INSTRUCCIONES: ¿Puedes copiar completo el texto de lectura, sin alterar una sola palabra?

Ya había escrito en 2017, pero vuelvo a hacerlo. Ana era la esposa de Pablo Mejía Arango, hombre íntegro, que dedicó su vida a escribir y a opinar. Contaba con humor los recuerdos de su propia vida. Hijo de Leticia Arango y de Hugo Mejía. Murió en enero de 2017, después de una larga, penosa, pero dignísima batalla contra la distrofia muscular progresiva, a la que se sumó un cáncer, contra los que luchó sin desmayar.

Un día que lo traté vi su dificultad para moverse y mantenerse en pie, le dije que a partir de ese día su vida sería sentado. Arregló puertas y rampas, se acomodó en la silla de ruedas que utilizó con toda lucidez hasta cuando falleció. Tenían un hijo, Alfonso, “Poncho”. Amable e inteligente como sus padres, porque lo que se hereda no se hurta. Un día convulsionó y le encontraron un tumor cerebral maligno. Luchó con valentía, desconsuelo y desesperación con la quimioterapia y sus efectos colaterales, una aplanadora. Pero siguió las instrucciones que les dieron los médicos. En enero de ese año, dos días antes del primer aniversario de la muerte de su padre, Poncho murió. Que los dos, padre e hijo, descansen en paz.

CONJUNTO DE DATOS:

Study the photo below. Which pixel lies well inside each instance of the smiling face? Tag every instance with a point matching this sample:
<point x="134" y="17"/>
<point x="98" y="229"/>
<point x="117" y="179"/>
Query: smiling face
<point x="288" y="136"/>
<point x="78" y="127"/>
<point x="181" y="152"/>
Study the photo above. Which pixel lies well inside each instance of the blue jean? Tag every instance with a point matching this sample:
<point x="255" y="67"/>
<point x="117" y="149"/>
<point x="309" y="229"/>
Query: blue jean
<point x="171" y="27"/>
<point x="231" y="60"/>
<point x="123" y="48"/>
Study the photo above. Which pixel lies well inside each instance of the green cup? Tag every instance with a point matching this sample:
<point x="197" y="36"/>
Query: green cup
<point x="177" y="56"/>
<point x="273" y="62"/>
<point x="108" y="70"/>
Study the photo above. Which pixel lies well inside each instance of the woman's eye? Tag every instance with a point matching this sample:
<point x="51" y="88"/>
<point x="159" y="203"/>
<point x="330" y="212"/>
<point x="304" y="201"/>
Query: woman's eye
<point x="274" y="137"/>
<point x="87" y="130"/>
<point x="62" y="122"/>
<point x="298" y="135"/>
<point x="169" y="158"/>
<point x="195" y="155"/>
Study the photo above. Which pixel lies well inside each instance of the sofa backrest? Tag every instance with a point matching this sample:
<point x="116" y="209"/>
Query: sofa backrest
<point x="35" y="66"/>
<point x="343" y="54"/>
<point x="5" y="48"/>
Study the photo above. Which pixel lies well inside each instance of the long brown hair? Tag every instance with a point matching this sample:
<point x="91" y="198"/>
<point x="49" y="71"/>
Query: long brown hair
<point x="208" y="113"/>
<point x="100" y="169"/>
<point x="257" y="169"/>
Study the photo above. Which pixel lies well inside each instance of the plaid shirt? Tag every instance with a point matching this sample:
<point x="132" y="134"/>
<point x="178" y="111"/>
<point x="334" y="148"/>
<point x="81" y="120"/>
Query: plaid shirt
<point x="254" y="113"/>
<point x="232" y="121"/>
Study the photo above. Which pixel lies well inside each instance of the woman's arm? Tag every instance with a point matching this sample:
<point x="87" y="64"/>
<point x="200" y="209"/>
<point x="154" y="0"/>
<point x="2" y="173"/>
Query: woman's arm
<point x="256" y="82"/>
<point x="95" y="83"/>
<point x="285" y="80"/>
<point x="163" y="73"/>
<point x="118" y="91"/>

RESULTADO:
Ya había escrito en 2017, pero vuelvo a hacerlo. Ana era la esposa de Pablo Mejía Arango, hombre íntegro, que dedicó su vida a escribir y a opinar. Contaba con humor los recuerdos de su propia vida. Hijo de Leticia Arango y de Hugo Mejía. Murió en enero de 2017, después de una larga, penosa, pero dignísima batalla contra la distrofia muscular progresiva, a la que se sumó un cáncer, contra los que luchó sin desmayar.

Un día que lo traté vi su dificultad para moverse y mantenerse en pie, le dije que a partir de ese día su vida sería sentado. Arregló puertas y rampas, se acomodó en la silla de ruedas que utilizó con toda lucidez hasta cuando falleció. Tenían un hijo, Alfonso, “Poncho”. Amable e inteligente como sus padres, porque lo que se hereda no se hurta. Un día convulsionó y le encontraron un tumor cerebral maligno. Luchó con valentía, desconsuelo y desesperación con la quimioterapia y sus efectos colaterales, una aplanadora. Pero siguió las instrucciones que les dieron los médicos. En enero de ese año, dos días antes del primer aniversario de la muerte de su padre, Poncho murió. Que los dos, padre e hijo, descansen en paz.